• **Work request**: Return the following lines and nothing else: the one holding "building window on this basis." and all those after it in the records below, unchanged, minus any pictures.
══════════
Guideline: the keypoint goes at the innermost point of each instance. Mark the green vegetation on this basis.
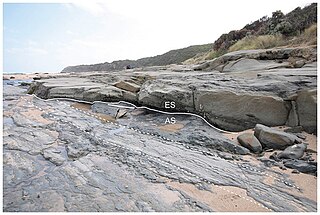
(297, 28)
(258, 42)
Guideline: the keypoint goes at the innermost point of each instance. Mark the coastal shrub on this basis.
(258, 42)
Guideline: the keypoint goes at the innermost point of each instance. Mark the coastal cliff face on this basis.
(234, 92)
(120, 157)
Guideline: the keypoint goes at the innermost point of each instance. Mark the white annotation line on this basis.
(115, 104)
(241, 166)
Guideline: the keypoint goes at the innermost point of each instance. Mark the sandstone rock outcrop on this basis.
(274, 139)
(254, 86)
(250, 141)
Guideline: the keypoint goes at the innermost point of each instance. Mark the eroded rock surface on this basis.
(69, 156)
(234, 92)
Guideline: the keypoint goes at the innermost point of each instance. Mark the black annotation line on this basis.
(244, 167)
(188, 172)
(132, 106)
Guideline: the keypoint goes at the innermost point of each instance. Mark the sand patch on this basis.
(219, 199)
(307, 183)
(171, 127)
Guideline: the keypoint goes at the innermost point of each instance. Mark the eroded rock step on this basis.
(204, 165)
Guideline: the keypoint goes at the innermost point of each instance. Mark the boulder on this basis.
(250, 142)
(301, 166)
(131, 87)
(307, 109)
(273, 138)
(237, 111)
(293, 152)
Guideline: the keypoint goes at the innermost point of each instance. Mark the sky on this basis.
(46, 37)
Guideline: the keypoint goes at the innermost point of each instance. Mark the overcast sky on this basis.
(42, 37)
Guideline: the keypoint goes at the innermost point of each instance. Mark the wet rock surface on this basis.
(235, 91)
(69, 156)
(273, 138)
(250, 141)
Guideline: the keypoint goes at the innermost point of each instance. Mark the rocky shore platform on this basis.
(81, 142)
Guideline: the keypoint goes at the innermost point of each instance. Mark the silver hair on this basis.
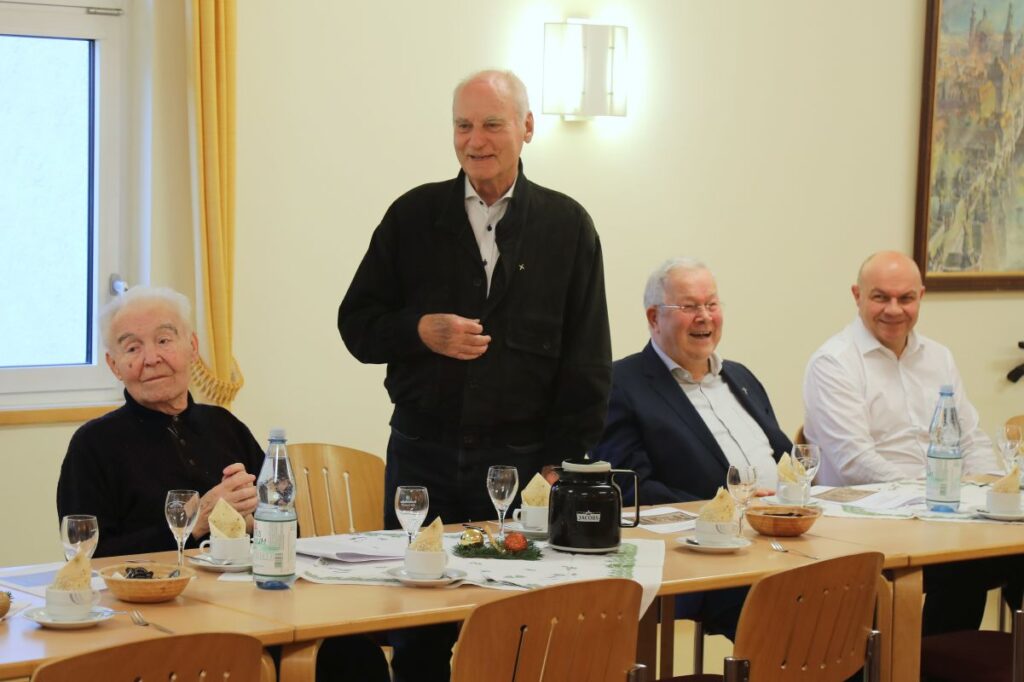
(142, 295)
(511, 82)
(653, 293)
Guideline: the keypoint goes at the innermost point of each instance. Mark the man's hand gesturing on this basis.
(451, 335)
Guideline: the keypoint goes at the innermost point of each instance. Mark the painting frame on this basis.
(956, 218)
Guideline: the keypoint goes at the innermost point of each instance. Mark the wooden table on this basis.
(299, 617)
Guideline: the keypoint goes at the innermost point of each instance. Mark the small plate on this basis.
(206, 564)
(690, 542)
(999, 517)
(515, 526)
(97, 614)
(451, 576)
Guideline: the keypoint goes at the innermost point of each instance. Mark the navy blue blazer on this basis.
(653, 429)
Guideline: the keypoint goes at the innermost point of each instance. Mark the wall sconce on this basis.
(584, 70)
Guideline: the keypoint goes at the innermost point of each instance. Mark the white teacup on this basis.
(233, 550)
(1004, 503)
(425, 565)
(532, 518)
(717, 534)
(70, 604)
(790, 493)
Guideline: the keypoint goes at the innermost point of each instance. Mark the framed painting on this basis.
(969, 231)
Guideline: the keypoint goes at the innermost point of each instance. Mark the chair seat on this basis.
(967, 656)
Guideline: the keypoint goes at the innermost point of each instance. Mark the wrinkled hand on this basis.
(236, 488)
(453, 336)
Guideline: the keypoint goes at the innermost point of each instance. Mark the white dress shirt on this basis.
(741, 439)
(484, 221)
(869, 411)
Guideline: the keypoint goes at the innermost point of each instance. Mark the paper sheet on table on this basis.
(35, 580)
(664, 519)
(375, 546)
(641, 560)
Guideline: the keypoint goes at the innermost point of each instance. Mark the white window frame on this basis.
(61, 386)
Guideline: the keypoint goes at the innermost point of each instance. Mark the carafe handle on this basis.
(636, 498)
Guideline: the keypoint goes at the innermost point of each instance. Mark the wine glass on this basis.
(1009, 442)
(79, 533)
(741, 481)
(809, 457)
(181, 510)
(411, 505)
(503, 481)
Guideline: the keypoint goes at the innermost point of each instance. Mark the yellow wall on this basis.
(776, 140)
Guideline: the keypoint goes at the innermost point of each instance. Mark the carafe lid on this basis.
(584, 465)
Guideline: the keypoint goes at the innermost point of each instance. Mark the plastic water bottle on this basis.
(275, 525)
(945, 462)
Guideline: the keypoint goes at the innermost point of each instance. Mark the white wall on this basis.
(776, 140)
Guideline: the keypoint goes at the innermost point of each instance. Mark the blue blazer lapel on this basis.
(666, 385)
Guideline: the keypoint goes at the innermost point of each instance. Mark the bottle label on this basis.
(273, 547)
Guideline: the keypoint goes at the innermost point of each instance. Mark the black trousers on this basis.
(457, 482)
(954, 593)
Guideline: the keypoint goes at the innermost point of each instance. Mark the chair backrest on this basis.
(810, 623)
(207, 656)
(584, 632)
(340, 489)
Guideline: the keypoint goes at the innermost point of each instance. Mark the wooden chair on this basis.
(812, 623)
(975, 654)
(584, 632)
(207, 656)
(340, 489)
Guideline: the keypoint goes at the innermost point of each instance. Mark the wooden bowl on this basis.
(158, 588)
(782, 520)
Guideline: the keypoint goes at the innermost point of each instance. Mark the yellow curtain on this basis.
(212, 29)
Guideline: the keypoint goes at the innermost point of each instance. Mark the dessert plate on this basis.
(451, 576)
(690, 542)
(97, 614)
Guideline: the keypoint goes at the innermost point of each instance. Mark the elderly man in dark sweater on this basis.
(120, 467)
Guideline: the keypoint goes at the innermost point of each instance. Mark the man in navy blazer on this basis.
(679, 415)
(681, 428)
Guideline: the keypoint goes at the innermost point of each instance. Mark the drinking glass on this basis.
(741, 481)
(79, 533)
(503, 481)
(809, 457)
(181, 510)
(411, 505)
(1009, 442)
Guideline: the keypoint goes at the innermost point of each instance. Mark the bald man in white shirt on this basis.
(868, 395)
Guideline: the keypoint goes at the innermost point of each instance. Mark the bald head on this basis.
(888, 295)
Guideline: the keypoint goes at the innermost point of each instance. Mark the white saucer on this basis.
(97, 614)
(690, 542)
(451, 576)
(999, 517)
(515, 526)
(206, 564)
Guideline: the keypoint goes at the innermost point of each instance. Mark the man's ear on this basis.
(114, 368)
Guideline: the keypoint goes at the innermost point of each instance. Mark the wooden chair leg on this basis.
(872, 657)
(1018, 639)
(698, 647)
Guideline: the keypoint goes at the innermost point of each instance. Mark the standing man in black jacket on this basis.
(484, 295)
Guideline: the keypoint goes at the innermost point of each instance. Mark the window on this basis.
(61, 123)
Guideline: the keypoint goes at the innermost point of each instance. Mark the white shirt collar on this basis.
(715, 364)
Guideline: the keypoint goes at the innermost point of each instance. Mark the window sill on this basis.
(54, 415)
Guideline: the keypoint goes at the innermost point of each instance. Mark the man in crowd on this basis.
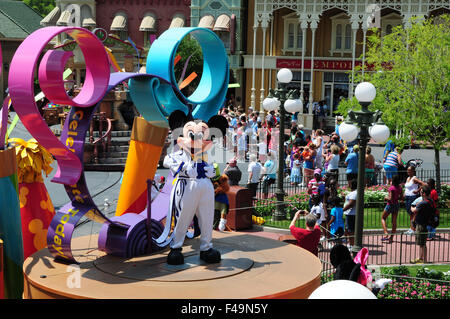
(422, 213)
(352, 165)
(309, 237)
(233, 172)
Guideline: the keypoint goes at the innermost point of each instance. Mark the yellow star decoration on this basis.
(47, 205)
(32, 159)
(40, 238)
(24, 191)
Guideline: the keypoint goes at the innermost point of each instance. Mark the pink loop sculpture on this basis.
(21, 81)
(154, 94)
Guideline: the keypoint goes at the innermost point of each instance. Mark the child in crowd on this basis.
(434, 197)
(336, 222)
(395, 194)
(296, 177)
(318, 211)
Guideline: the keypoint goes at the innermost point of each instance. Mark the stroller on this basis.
(402, 168)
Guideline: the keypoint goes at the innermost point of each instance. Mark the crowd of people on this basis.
(312, 161)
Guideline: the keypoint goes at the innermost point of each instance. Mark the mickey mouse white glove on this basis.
(191, 170)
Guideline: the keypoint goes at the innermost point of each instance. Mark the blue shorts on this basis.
(392, 208)
(408, 201)
(391, 171)
(350, 223)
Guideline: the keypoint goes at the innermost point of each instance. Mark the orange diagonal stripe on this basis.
(188, 80)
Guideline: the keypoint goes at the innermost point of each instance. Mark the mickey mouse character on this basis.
(193, 192)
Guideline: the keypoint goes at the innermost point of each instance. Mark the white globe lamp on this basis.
(270, 104)
(293, 105)
(348, 132)
(284, 75)
(365, 92)
(379, 132)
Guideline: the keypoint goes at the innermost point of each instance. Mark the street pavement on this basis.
(104, 187)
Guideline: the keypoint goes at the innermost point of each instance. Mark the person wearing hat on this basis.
(316, 186)
(352, 165)
(233, 172)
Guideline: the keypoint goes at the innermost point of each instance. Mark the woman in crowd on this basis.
(412, 186)
(332, 161)
(395, 194)
(269, 172)
(319, 143)
(308, 156)
(392, 161)
(370, 166)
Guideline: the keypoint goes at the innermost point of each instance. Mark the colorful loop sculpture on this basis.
(154, 94)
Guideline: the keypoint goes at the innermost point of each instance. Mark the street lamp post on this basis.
(365, 92)
(286, 101)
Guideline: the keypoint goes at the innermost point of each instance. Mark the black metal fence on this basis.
(373, 212)
(379, 180)
(402, 250)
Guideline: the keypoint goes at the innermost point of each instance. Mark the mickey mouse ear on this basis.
(177, 119)
(220, 122)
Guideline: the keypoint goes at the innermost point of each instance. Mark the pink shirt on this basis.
(395, 194)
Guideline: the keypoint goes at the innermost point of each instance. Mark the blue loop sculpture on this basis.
(155, 94)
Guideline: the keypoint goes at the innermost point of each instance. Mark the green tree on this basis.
(190, 52)
(410, 69)
(43, 7)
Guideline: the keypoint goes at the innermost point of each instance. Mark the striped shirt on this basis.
(392, 159)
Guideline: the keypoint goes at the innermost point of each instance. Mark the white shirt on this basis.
(255, 169)
(334, 162)
(242, 142)
(350, 196)
(262, 148)
(410, 187)
(319, 212)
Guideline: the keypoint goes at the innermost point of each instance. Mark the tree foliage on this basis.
(190, 49)
(43, 7)
(411, 70)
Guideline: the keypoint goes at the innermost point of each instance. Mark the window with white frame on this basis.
(341, 34)
(389, 22)
(293, 35)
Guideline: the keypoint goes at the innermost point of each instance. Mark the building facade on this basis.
(227, 18)
(17, 21)
(320, 41)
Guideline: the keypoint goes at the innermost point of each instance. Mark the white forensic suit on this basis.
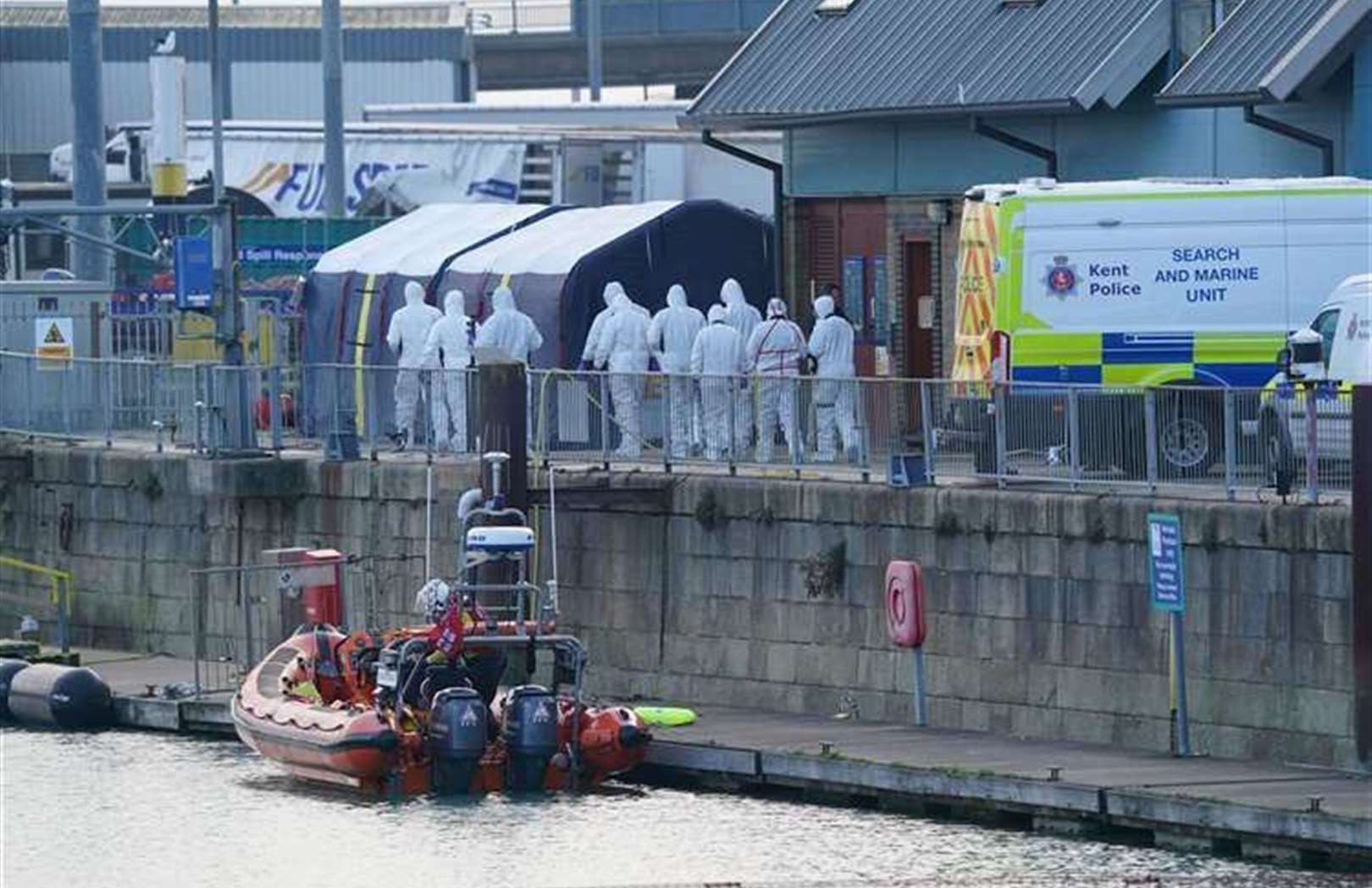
(774, 353)
(744, 319)
(515, 334)
(407, 336)
(832, 346)
(449, 346)
(670, 338)
(716, 360)
(508, 328)
(623, 350)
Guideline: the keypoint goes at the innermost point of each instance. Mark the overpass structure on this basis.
(685, 59)
(391, 53)
(645, 42)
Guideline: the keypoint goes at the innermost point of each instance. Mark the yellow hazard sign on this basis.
(53, 342)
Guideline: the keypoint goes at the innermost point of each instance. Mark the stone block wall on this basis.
(694, 589)
(141, 523)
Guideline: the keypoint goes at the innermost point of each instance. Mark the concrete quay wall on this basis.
(1039, 620)
(769, 593)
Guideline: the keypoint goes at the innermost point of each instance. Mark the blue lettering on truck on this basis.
(1209, 265)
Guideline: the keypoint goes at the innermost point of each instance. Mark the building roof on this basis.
(887, 58)
(557, 243)
(1265, 50)
(407, 15)
(250, 33)
(416, 243)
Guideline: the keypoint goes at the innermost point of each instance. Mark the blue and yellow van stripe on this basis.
(1121, 358)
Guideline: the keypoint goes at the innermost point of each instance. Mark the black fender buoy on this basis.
(61, 697)
(8, 669)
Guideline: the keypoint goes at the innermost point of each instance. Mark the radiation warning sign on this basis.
(53, 341)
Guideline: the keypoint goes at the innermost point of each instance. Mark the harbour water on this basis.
(141, 810)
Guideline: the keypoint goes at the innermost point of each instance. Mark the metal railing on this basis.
(513, 17)
(903, 430)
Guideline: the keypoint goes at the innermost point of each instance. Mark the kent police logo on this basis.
(1061, 278)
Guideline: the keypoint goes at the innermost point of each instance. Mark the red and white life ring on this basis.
(906, 604)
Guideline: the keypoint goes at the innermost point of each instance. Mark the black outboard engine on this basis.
(530, 736)
(457, 739)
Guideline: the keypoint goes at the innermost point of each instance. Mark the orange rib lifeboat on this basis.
(281, 713)
(389, 715)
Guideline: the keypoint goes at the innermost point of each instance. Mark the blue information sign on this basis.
(1165, 578)
(194, 269)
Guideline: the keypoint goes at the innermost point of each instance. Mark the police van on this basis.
(1320, 364)
(1179, 283)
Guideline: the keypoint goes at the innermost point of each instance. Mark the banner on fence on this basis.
(53, 338)
(285, 170)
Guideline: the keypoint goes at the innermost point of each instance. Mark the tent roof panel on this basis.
(553, 246)
(418, 243)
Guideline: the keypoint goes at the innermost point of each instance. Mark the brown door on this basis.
(918, 309)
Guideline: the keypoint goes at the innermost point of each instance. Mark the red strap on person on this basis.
(446, 635)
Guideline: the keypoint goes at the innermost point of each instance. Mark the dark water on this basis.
(150, 810)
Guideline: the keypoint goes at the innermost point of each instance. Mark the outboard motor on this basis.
(61, 697)
(530, 736)
(8, 669)
(457, 739)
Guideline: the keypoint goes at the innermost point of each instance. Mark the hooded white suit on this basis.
(744, 319)
(774, 353)
(407, 336)
(451, 336)
(508, 328)
(623, 349)
(832, 345)
(593, 336)
(671, 336)
(716, 358)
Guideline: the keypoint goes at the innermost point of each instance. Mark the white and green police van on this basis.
(1184, 283)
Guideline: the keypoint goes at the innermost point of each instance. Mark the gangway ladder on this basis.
(59, 593)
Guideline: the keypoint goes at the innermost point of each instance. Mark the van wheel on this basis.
(1190, 433)
(1278, 454)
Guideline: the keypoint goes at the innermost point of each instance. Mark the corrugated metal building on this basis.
(390, 53)
(892, 108)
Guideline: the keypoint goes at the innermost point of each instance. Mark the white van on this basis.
(1190, 285)
(1331, 354)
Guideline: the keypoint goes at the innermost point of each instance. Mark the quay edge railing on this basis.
(1201, 441)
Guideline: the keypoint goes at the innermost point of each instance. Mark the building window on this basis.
(1194, 22)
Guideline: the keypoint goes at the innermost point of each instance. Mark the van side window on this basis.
(1327, 325)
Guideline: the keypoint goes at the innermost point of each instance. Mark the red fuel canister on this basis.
(323, 602)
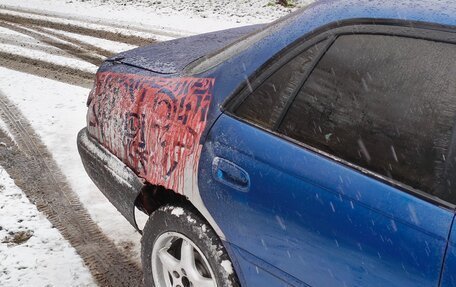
══════════
• **Output of the task**:
Guideline: the keypoint goes at the innermost point of each instance. Mark the building window on this basis.
(1194, 22)
Guideline: the keypoint goes at the innermost point of each instance. Mark the van side window on this basis.
(1327, 325)
Guideline: the keypoint goes at the innermost point of each instance. Mark the red fuel canister on this basis.
(323, 602)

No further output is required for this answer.